● **Exercise**
Among the entries, find each line that includes the string "pink" and list it.

● **Supplied entries**
▼

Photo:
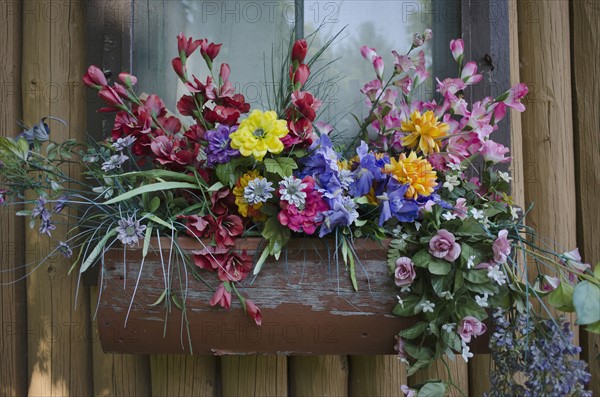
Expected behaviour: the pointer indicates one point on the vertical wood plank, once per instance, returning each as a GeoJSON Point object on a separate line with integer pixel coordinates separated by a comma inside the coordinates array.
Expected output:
{"type": "Point", "coordinates": [183, 375]}
{"type": "Point", "coordinates": [13, 316]}
{"type": "Point", "coordinates": [585, 17]}
{"type": "Point", "coordinates": [376, 376]}
{"type": "Point", "coordinates": [459, 375]}
{"type": "Point", "coordinates": [480, 364]}
{"type": "Point", "coordinates": [53, 64]}
{"type": "Point", "coordinates": [319, 376]}
{"type": "Point", "coordinates": [117, 374]}
{"type": "Point", "coordinates": [254, 375]}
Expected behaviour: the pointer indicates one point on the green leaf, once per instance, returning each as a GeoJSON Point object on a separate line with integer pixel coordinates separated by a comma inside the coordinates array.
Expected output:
{"type": "Point", "coordinates": [284, 166]}
{"type": "Point", "coordinates": [562, 297]}
{"type": "Point", "coordinates": [586, 300]}
{"type": "Point", "coordinates": [153, 187]}
{"type": "Point", "coordinates": [415, 331]}
{"type": "Point", "coordinates": [432, 389]}
{"type": "Point", "coordinates": [96, 251]}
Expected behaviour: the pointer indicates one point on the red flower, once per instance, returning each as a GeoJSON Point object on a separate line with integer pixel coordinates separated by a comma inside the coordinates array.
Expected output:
{"type": "Point", "coordinates": [299, 50]}
{"type": "Point", "coordinates": [94, 78]}
{"type": "Point", "coordinates": [222, 115]}
{"type": "Point", "coordinates": [221, 297]}
{"type": "Point", "coordinates": [253, 311]}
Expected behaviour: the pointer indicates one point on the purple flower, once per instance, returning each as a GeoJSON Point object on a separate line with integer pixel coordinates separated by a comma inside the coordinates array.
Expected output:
{"type": "Point", "coordinates": [405, 271]}
{"type": "Point", "coordinates": [219, 150]}
{"type": "Point", "coordinates": [444, 246]}
{"type": "Point", "coordinates": [470, 327]}
{"type": "Point", "coordinates": [501, 247]}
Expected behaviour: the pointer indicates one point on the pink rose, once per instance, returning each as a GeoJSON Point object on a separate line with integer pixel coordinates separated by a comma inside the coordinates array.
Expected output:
{"type": "Point", "coordinates": [470, 327]}
{"type": "Point", "coordinates": [501, 247]}
{"type": "Point", "coordinates": [405, 271]}
{"type": "Point", "coordinates": [444, 246]}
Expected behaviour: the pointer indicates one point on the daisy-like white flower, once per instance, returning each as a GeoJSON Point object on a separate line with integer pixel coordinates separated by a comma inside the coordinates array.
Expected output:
{"type": "Point", "coordinates": [427, 306]}
{"type": "Point", "coordinates": [470, 262]}
{"type": "Point", "coordinates": [114, 162]}
{"type": "Point", "coordinates": [258, 190]}
{"type": "Point", "coordinates": [477, 214]}
{"type": "Point", "coordinates": [504, 176]}
{"type": "Point", "coordinates": [123, 143]}
{"type": "Point", "coordinates": [130, 231]}
{"type": "Point", "coordinates": [449, 216]}
{"type": "Point", "coordinates": [496, 274]}
{"type": "Point", "coordinates": [482, 300]}
{"type": "Point", "coordinates": [290, 189]}
{"type": "Point", "coordinates": [451, 182]}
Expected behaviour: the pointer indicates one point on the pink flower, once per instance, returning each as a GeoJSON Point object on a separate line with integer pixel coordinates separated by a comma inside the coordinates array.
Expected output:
{"type": "Point", "coordinates": [405, 271]}
{"type": "Point", "coordinates": [457, 47]}
{"type": "Point", "coordinates": [460, 208]}
{"type": "Point", "coordinates": [514, 96]}
{"type": "Point", "coordinates": [253, 311]}
{"type": "Point", "coordinates": [501, 247]}
{"type": "Point", "coordinates": [221, 297]}
{"type": "Point", "coordinates": [444, 246]}
{"type": "Point", "coordinates": [94, 78]}
{"type": "Point", "coordinates": [494, 152]}
{"type": "Point", "coordinates": [470, 327]}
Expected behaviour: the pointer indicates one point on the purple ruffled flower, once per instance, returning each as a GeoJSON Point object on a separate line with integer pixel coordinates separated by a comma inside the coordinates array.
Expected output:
{"type": "Point", "coordinates": [219, 149]}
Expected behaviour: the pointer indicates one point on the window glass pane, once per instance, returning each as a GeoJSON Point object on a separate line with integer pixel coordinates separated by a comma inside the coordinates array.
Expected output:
{"type": "Point", "coordinates": [385, 25]}
{"type": "Point", "coordinates": [249, 31]}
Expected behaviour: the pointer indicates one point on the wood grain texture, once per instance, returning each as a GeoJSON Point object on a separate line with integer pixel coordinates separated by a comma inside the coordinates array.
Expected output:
{"type": "Point", "coordinates": [117, 374]}
{"type": "Point", "coordinates": [315, 376]}
{"type": "Point", "coordinates": [53, 64]}
{"type": "Point", "coordinates": [254, 375]}
{"type": "Point", "coordinates": [585, 30]}
{"type": "Point", "coordinates": [13, 316]}
{"type": "Point", "coordinates": [183, 376]}
{"type": "Point", "coordinates": [376, 376]}
{"type": "Point", "coordinates": [459, 375]}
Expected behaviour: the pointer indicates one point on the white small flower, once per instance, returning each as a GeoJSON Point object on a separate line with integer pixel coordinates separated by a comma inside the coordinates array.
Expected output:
{"type": "Point", "coordinates": [504, 176]}
{"type": "Point", "coordinates": [451, 182]}
{"type": "Point", "coordinates": [482, 300]}
{"type": "Point", "coordinates": [449, 216]}
{"type": "Point", "coordinates": [427, 306]}
{"type": "Point", "coordinates": [496, 274]}
{"type": "Point", "coordinates": [470, 262]}
{"type": "Point", "coordinates": [258, 191]}
{"type": "Point", "coordinates": [514, 212]}
{"type": "Point", "coordinates": [400, 301]}
{"type": "Point", "coordinates": [466, 353]}
{"type": "Point", "coordinates": [477, 214]}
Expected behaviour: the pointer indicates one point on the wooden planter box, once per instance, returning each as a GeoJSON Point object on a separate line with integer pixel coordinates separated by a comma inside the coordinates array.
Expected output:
{"type": "Point", "coordinates": [306, 298]}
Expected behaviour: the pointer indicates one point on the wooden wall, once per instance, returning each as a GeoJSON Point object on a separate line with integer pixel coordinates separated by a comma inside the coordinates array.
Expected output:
{"type": "Point", "coordinates": [48, 343]}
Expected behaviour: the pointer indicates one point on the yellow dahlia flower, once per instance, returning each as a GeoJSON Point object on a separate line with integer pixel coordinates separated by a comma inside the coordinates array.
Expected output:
{"type": "Point", "coordinates": [424, 131]}
{"type": "Point", "coordinates": [414, 171]}
{"type": "Point", "coordinates": [244, 208]}
{"type": "Point", "coordinates": [258, 134]}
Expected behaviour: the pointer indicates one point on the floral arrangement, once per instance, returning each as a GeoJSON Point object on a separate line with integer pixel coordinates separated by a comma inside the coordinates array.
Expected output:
{"type": "Point", "coordinates": [423, 177]}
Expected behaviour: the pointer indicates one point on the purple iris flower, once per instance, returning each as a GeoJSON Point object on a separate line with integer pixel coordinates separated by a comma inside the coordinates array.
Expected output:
{"type": "Point", "coordinates": [343, 214]}
{"type": "Point", "coordinates": [219, 150]}
{"type": "Point", "coordinates": [394, 203]}
{"type": "Point", "coordinates": [367, 172]}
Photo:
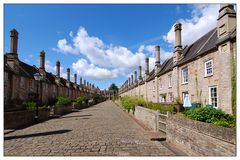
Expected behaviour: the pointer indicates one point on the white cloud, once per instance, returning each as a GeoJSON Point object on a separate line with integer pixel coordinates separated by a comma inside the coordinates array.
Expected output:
{"type": "Point", "coordinates": [71, 34]}
{"type": "Point", "coordinates": [203, 19]}
{"type": "Point", "coordinates": [83, 68]}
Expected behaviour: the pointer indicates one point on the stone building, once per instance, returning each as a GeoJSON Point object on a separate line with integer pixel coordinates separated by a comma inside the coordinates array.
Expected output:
{"type": "Point", "coordinates": [202, 70]}
{"type": "Point", "coordinates": [20, 85]}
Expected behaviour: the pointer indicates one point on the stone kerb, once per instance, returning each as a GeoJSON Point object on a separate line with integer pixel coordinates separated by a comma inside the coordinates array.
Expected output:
{"type": "Point", "coordinates": [18, 119]}
{"type": "Point", "coordinates": [199, 138]}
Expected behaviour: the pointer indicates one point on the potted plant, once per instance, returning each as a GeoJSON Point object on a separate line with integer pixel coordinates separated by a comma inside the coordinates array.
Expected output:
{"type": "Point", "coordinates": [178, 105]}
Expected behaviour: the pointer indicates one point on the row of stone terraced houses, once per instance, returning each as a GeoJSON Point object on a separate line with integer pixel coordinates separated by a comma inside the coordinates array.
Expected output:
{"type": "Point", "coordinates": [203, 70]}
{"type": "Point", "coordinates": [20, 85]}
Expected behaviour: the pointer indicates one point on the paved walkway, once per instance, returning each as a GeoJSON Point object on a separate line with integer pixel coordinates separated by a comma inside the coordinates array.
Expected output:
{"type": "Point", "coordinates": [103, 129]}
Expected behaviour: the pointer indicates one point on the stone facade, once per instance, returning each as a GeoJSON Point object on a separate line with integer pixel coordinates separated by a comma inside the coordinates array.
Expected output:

▲

● **Solution to this problem**
Expected behaviour: the pointer indicates one point on the pink rose, once per instance, returning each as a GeoJSON Point object on a separate line with integer pixel coordinates separated by a comma inside the coordinates array.
Expected behaviour: the pointer indicates one point on the pink flower, once per instance, returning each as a GeoJSON Point object on a separate line with integer pixel coordinates separated by a comma inside the coordinates array.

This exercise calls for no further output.